• STATED EXERCISE: Present every row below as a numbered list with one entry per line, and omit any blank lines.

• EXTRACTED RECORDS:

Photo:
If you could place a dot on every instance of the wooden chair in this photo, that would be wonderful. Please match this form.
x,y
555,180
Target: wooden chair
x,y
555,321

• RESULT OF THE EXERCISE:
1. Photo:
2. If you could place a dot on every instance of the wooden chair in this photo, that would be wonderful. Please match this form.
3. x,y
4. 555,180
5. Target: wooden chair
6. x,y
7. 555,321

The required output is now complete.